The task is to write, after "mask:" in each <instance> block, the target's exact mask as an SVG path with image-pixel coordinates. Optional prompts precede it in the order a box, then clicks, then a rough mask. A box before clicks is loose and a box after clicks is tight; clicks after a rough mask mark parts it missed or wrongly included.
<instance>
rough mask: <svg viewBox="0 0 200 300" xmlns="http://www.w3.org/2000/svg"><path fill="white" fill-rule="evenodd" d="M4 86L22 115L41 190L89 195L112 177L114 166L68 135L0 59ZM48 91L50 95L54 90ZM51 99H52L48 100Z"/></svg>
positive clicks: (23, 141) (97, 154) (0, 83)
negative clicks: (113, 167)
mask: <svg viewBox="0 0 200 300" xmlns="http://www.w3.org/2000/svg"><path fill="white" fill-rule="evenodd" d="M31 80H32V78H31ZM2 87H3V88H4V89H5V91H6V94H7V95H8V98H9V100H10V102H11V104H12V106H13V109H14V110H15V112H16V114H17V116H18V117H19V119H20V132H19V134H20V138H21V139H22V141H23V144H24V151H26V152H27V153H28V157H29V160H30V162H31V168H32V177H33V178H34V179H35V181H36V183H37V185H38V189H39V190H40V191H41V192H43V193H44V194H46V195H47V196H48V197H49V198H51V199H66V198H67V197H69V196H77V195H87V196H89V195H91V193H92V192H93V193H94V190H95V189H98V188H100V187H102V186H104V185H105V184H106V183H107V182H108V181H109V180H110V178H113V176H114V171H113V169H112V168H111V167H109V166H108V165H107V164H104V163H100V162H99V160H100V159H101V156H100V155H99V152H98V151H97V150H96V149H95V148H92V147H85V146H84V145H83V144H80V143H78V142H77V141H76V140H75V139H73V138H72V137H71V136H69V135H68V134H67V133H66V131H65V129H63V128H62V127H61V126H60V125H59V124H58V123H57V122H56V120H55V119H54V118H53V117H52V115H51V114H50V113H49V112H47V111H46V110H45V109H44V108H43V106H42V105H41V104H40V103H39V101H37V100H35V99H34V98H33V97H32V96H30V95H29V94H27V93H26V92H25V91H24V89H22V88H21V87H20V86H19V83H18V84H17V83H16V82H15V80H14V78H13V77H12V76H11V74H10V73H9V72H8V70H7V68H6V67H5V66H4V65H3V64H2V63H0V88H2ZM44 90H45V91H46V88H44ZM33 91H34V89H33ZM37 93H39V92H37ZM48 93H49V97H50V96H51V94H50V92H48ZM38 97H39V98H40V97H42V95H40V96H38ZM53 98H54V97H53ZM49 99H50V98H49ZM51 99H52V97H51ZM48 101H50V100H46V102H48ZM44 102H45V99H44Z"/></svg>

**Exercise requirements**
Lines that hold "rough" are the ones to copy, so pick each out from the data.

**Reply to the exercise**
The task is to write, after "mask:" in each <instance> block, the target's exact mask as an SVG path with image-pixel coordinates. Optional prompts precede it in the order a box, then clicks, then a rough mask. A box before clicks is loose and a box after clicks is tight; clicks after a rough mask mark parts it missed or wrongly included.
rough mask: <svg viewBox="0 0 200 300" xmlns="http://www.w3.org/2000/svg"><path fill="white" fill-rule="evenodd" d="M4 86L22 115L41 190L89 195L112 177L114 166L68 135L0 59ZM48 91L50 95L54 90ZM51 99H52L48 100Z"/></svg>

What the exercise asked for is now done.